### DATA IN THIS EXERCISE:

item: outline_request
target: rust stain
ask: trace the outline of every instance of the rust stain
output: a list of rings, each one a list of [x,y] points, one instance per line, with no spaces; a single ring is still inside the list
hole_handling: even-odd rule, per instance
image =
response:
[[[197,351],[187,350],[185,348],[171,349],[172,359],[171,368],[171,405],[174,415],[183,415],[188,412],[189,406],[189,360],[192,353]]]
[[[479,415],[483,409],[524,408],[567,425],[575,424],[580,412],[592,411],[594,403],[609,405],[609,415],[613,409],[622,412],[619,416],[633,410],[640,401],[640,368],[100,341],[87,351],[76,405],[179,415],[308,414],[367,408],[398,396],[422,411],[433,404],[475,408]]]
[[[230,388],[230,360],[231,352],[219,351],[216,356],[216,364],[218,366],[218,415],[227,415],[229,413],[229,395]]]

### SET TASK:
Copy every line above without changing a single character.

### RESULT OF THE EXERCISE:
item: outline_request
target: rust stain
ask: trace the outline of every instance of the rust stain
output: a list of rings, each one a list of [x,y] points, one instance per line, with no spaces; a single ring is still inside the list
hole_handling: even-odd rule, per instance
image =
response:
[[[197,351],[187,350],[185,348],[171,349],[172,359],[171,368],[171,405],[174,415],[183,415],[188,412],[189,406],[189,360],[192,353]]]
[[[479,415],[483,409],[524,408],[567,425],[575,424],[580,412],[592,411],[594,403],[609,405],[609,415],[613,409],[622,412],[619,416],[633,410],[640,401],[640,368],[100,341],[87,351],[76,405],[179,415],[308,414],[367,408],[398,396],[422,411],[433,404],[475,408]]]
[[[230,388],[230,360],[231,352],[219,351],[216,356],[216,364],[218,366],[218,415],[227,415],[229,413],[229,395]]]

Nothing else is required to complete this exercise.